Task details: Turn every line of the listing below into a Markdown table with two columns, Row and Line. Number the rows in order and leave out blank lines.

Contour labeling listing

+++

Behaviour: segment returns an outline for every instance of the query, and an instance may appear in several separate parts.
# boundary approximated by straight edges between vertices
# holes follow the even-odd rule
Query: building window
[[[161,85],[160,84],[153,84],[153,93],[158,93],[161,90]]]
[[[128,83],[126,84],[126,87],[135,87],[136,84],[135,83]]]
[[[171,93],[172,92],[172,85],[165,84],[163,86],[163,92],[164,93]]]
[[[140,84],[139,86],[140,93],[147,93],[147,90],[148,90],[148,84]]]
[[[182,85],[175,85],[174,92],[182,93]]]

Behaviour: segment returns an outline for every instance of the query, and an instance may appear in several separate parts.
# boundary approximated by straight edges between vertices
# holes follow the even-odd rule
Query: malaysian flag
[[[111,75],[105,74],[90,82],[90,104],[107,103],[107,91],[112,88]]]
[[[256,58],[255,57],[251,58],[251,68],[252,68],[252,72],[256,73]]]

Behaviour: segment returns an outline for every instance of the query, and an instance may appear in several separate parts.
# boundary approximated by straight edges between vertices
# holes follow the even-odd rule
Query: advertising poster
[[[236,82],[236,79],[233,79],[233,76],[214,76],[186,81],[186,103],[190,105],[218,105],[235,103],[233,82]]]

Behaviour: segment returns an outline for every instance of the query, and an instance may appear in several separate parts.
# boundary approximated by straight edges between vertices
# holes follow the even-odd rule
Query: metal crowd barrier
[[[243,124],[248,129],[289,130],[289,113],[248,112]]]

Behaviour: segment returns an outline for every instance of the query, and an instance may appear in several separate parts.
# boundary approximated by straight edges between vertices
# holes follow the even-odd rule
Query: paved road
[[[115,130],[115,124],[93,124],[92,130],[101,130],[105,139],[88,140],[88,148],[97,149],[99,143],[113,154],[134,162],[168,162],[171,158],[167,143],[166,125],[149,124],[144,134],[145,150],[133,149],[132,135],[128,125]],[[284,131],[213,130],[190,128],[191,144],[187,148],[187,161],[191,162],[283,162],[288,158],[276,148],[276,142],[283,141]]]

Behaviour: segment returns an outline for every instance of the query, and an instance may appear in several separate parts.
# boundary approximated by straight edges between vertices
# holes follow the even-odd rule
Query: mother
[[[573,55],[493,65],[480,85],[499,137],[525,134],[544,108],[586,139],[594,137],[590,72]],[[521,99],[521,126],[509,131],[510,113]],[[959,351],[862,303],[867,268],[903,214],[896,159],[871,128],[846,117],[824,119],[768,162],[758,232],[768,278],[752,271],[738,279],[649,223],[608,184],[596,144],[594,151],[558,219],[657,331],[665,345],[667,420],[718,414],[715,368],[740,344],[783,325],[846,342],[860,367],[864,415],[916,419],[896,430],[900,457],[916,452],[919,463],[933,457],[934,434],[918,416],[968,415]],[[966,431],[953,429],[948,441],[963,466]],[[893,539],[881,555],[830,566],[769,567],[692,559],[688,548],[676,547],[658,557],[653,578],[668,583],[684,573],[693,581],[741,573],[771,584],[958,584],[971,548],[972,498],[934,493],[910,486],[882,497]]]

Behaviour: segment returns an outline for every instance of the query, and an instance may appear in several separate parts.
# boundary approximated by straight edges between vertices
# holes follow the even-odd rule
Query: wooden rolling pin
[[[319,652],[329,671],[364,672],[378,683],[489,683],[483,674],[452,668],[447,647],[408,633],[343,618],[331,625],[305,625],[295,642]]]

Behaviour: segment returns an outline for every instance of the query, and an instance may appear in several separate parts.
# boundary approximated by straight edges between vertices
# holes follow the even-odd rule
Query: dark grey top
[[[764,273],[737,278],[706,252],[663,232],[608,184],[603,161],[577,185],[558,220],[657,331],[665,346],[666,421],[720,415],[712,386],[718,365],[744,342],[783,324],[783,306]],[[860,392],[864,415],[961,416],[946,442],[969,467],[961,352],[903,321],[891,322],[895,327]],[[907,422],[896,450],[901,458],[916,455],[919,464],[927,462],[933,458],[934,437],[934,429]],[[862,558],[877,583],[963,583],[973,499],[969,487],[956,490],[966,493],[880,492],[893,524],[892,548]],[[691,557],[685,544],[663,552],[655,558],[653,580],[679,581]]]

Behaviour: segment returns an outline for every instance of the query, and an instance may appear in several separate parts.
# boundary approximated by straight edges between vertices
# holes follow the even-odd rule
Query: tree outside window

+++

Result:
| Row | Line |
|---|---|
| 1 | Behaviour: segment returns an outline for every instance of the query, and an instance may appear in several separate parts. |
| 2 | # boundary approximated by straight edges between vertices |
| 3 | # holes follow the even-odd rule |
| 4 | Query: building window |
| 5 | [[[161,85],[160,84],[153,84],[153,93],[158,93],[161,90]]] |
| 6 | [[[128,83],[126,84],[126,87],[135,87],[136,84],[135,83]]] |
| 7 | [[[171,93],[172,92],[172,85],[165,84],[163,86],[163,92],[164,93]]] |
| 8 | [[[140,84],[139,86],[140,93],[147,93],[147,90],[148,90],[148,84]]] |
| 9 | [[[182,85],[175,85],[174,92],[182,93]]] |
| 10 | Behaviour: segment returns an outline for every instance of the query, and an instance may appear in several separate parts. |
| 11 | # boundary approximated by straight edges between vertices |
| 12 | # holes follow the even-odd rule |
| 13 | Query: malaysian flag |
| 14 | [[[111,75],[105,74],[90,82],[90,104],[107,103],[107,91],[112,88]]] |
| 15 | [[[256,58],[255,57],[251,58],[251,68],[252,68],[252,72],[256,73]]] |
| 16 | Behaviour: segment returns an outline for every instance of the query, and an instance may appear in several separate parts. |
| 17 | # boundary approximated by straight edges between vertices |
| 18 | # holes follow the even-odd rule |
| 19 | Query: advertising poster |
| 20 | [[[236,82],[236,79],[233,79],[233,76],[214,76],[186,81],[186,103],[190,105],[218,105],[235,103],[233,82]]] |
| 21 | Behaviour: segment returns an outline for every instance of the query, and an instance may appear in several separate parts. |
| 22 | # boundary approximated by straight edges between vertices |
| 23 | # holes follow the even-odd rule |
| 24 | Query: metal crowd barrier |
| 25 | [[[243,124],[248,129],[289,130],[289,113],[248,112]]] |
| 26 | Behaviour: segment returns an outline for every instance of the query, and an instance may appear in several separate parts. |
| 27 | # boundary approximated by straight edges between vertices |
| 28 | # holes follow the even-odd rule |
| 29 | Query: paved road |
| 30 | [[[115,130],[115,124],[93,124],[92,130],[101,130],[105,139],[88,140],[88,148],[97,149],[99,143],[113,154],[134,162],[168,162],[171,158],[167,143],[166,125],[149,124],[144,134],[145,150],[133,149],[132,135],[128,125]],[[284,131],[213,130],[190,128],[191,144],[187,148],[187,161],[191,162],[283,162],[288,158],[276,148],[276,142],[283,141]]] |
| 31 | Behaviour: segment returns an outline for every instance of the query, and an instance may appear in several separate parts. |
| 32 | # boundary approximated by straight edges between vertices |
| 33 | # holes follow the even-odd rule |
| 34 | Query: mother |
| 35 | [[[573,55],[493,65],[480,85],[499,137],[525,134],[544,108],[586,139],[594,137],[590,72]],[[521,99],[521,126],[509,131],[510,113]],[[959,351],[862,303],[867,268],[903,214],[896,159],[871,128],[846,117],[824,119],[768,162],[758,232],[768,278],[752,271],[738,279],[649,223],[608,184],[596,144],[594,151],[558,219],[657,331],[665,345],[667,420],[718,414],[715,368],[740,344],[783,325],[846,342],[860,367],[864,415],[916,419],[896,430],[900,457],[916,452],[919,463],[933,457],[934,434],[918,416],[968,415]],[[966,431],[953,429],[948,441],[963,466]],[[893,539],[881,555],[830,566],[769,567],[692,559],[688,548],[676,547],[658,557],[653,578],[668,583],[684,573],[693,581],[741,573],[771,584],[958,584],[971,548],[972,498],[934,493],[910,486],[882,497]]] |
| 36 | Behaviour: segment returns an outline for every instance of the query, and an instance may appear in several separate parts. |
| 37 | # boundary approximated by straight edges between vertices |
| 38 | # holes follow the even-odd rule |
| 39 | Query: wooden rolling pin |
| 40 | [[[319,652],[329,671],[364,672],[378,683],[489,683],[483,674],[452,668],[447,647],[408,633],[343,618],[331,625],[305,625],[295,642]]] |
| 41 | Behaviour: segment returns an outline for every instance of the query, and an instance may appear in several separate parts. |
| 42 | # boundary approximated by straight edges between vertices |
| 43 | # holes follow the even-odd rule |
| 44 | Query: dark grey top |
| 45 | [[[764,273],[737,278],[706,252],[663,232],[608,184],[603,161],[577,185],[558,220],[657,331],[665,346],[666,421],[720,415],[712,386],[718,365],[744,342],[783,324],[783,306]],[[860,392],[864,415],[961,416],[946,442],[969,467],[961,352],[903,321],[891,322],[895,327]],[[907,422],[896,450],[901,458],[916,455],[919,464],[927,462],[933,458],[934,437],[934,429]],[[862,558],[877,583],[963,583],[973,499],[969,487],[956,490],[966,493],[880,492],[893,524],[892,548]],[[691,557],[685,544],[663,552],[655,558],[653,580],[679,581]]] |
| 46 | Behaviour: segment returns an outline for every instance of the query, and an instance may appear in several separate parts. |
| 47 | # boundary approximated by straight edges between vertices |
| 48 | # holes follow the even-odd rule |
| 49 | Query: tree outside window |